** REQUIRED ACTION A **
In the forum thread about tar being too slow, which tool did one poster find fastest for compression and decompression?
***** PROVIDED TEXT *****
Level1Linux - Fireside Chats

tar is too slow :frowning:

At least in some cases I had, when there was GB’s of data in a huge amount of small files.
tar and untar took hours for a backup and restore during a hardware migration.

Next time I will try to start early and use rsync in the days before and then just do a final sync on the migration date.

But I think this could be an interesting topic:
What other tools/practices are there for creating backups and restores, that could perform better than tar?
snapshots (if filesystem supports it), squashfs, rsync, a multithreaded / recursive / map-reduce like tar?, others?

2 Likes

I am using ARM as an easy and cheap way to get into this. Imagine if home routers were to use x86, the costs would be pretty big and you wouldn’t see home routers so widespread. Same goes in this case I am envisioning.

Regarding backups, this is another story. I am saying that there are setup tutorials, like “how to configure apache” and “how to setup gitlab” and “how to install and use postgres,” but none of those show you how to back them up. GitLab has its own backup tool, if you show someone to set it up, also show them how to backup in the setup process. If you configure a DB, show people how to dump it, or how to enable transaction logs and back that up.

What I was saying was that in my tutorials to come, I will include backup methods towards the end, after the setup is complete. I will likely go through my previous posts and add this towards the end if required. For example, setting up the roadwarrior VPN router doesn’t need a backup scheme, just copy the 2 scripts and your keys / certificates and you’re done. But for something like a DB, it needs at least a few words said about how to backup.

3 Likes

bzip2 is the fastest I tried when it comes to compression and decompression. And bzip by default does -9 anyway. I found that rsync was unreliable when sending big files (200GB+) over the ocean, so what worked for me was to bzip to standard output, pipe to ssh to another box and run bzip to extract from standard input. Not sure why that worked and not rsync.
***** INPUT FOR THIS TASK *****
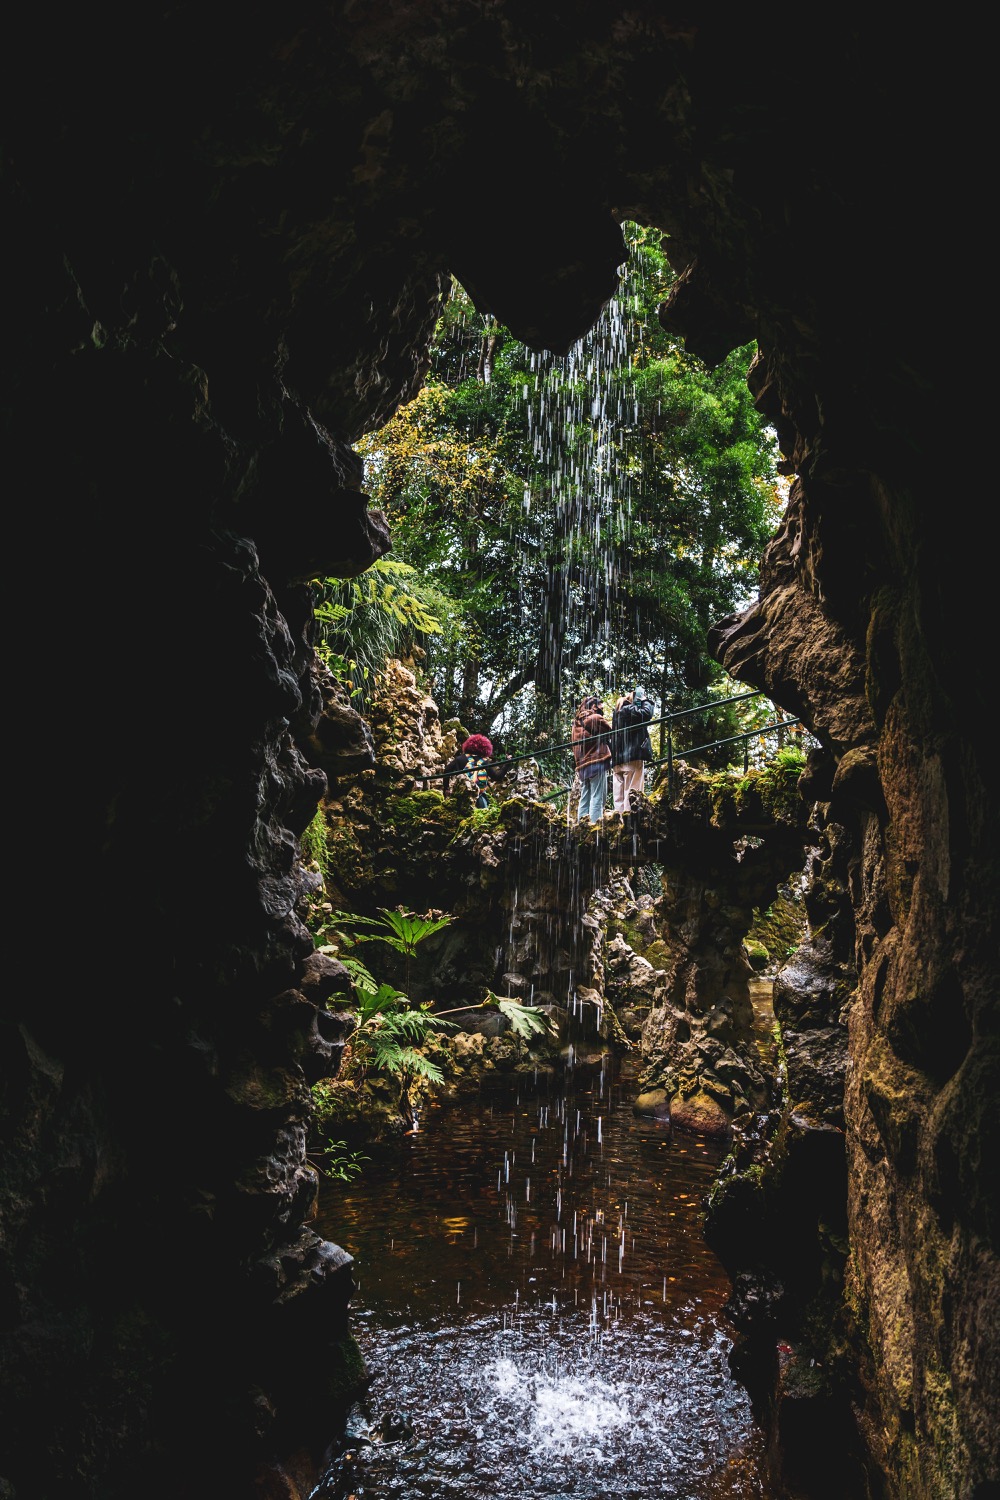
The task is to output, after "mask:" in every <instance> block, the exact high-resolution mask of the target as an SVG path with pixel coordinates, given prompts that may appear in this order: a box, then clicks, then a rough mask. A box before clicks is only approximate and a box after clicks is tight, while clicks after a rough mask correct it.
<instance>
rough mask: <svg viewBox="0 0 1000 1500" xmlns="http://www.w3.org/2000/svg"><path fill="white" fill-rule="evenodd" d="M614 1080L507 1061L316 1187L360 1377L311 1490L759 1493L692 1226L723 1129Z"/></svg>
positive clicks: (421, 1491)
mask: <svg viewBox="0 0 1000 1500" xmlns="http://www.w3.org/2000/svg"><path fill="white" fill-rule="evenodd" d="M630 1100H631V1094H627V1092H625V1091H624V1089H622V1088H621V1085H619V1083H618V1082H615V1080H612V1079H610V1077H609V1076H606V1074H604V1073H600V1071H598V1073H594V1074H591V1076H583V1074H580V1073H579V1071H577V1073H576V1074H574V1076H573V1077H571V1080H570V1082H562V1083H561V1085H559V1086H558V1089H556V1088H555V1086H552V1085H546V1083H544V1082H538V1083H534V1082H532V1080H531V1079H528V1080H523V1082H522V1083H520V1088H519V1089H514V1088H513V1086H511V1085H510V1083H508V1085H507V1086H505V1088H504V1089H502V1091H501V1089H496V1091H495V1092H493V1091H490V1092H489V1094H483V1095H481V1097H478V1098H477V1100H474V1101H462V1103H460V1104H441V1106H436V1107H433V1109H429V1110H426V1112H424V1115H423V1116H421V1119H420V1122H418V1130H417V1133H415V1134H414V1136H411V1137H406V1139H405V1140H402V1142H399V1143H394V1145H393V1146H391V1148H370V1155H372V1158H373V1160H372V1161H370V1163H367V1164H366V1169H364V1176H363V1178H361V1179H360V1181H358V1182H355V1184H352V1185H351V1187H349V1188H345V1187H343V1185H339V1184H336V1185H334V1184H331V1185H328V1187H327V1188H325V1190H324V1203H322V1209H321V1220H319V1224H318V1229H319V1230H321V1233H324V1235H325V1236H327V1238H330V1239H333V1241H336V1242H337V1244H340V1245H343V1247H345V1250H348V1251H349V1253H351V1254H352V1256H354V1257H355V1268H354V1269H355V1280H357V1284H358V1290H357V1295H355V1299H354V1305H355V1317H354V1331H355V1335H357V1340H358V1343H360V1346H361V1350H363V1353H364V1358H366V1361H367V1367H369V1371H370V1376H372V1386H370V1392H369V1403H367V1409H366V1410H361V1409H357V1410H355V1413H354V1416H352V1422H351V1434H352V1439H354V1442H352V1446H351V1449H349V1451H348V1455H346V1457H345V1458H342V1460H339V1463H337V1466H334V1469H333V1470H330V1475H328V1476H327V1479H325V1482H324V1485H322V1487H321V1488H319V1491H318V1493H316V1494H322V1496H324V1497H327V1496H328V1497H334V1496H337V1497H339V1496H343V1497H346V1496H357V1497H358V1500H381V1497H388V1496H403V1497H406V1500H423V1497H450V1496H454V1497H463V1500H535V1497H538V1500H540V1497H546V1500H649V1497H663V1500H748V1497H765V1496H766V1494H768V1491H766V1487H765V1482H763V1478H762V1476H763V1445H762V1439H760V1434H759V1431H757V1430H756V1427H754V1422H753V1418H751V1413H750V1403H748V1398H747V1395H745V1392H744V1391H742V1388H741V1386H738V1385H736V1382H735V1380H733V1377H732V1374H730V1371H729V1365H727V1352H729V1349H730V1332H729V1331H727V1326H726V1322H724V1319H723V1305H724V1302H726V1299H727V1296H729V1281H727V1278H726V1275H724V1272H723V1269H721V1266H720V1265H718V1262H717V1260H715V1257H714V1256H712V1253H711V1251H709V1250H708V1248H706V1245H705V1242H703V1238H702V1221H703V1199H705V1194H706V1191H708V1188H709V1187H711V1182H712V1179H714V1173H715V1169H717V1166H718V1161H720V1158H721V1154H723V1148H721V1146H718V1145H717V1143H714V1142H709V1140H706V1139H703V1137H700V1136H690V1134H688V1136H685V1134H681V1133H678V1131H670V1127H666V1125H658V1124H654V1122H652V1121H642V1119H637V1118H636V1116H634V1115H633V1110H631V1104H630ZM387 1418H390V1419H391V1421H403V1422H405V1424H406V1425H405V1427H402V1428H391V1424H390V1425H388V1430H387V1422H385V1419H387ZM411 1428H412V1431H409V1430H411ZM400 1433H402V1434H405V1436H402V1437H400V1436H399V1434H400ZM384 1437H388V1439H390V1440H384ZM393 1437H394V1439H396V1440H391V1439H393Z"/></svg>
*****
***** INPUT FOR THIS TASK *****
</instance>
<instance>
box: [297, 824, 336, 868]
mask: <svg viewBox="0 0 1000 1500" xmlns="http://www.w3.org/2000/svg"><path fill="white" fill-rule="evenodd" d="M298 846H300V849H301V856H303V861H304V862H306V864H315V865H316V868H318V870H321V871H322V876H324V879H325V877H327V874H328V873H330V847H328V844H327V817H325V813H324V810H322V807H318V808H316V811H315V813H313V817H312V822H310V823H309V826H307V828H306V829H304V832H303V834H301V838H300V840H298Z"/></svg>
*****
** REQUIRED ACTION B **
In the records, substitute "coarse mask" for every "rough mask" across the stretch from the line containing "The task is" through the line containing "positive clicks: (421, 1491)", and return only those lines.

** EXPECTED ANSWER A **
bzip2

** EXPECTED ANSWER B **
The task is to output, after "mask:" in every <instance> block, the exact high-resolution mask of the target as an SVG path with pixel coordinates, given prompts that may appear in this order: a box, then clicks, then a coarse mask. A box before clicks is only approximate and a box after clicks is tight, while clicks after a coarse mask correct it.
<instance>
coarse mask: <svg viewBox="0 0 1000 1500" xmlns="http://www.w3.org/2000/svg"><path fill="white" fill-rule="evenodd" d="M614 1080L507 1061L316 1187L360 1377L311 1490L759 1493L692 1226L723 1129Z"/></svg>
positive clicks: (421, 1491)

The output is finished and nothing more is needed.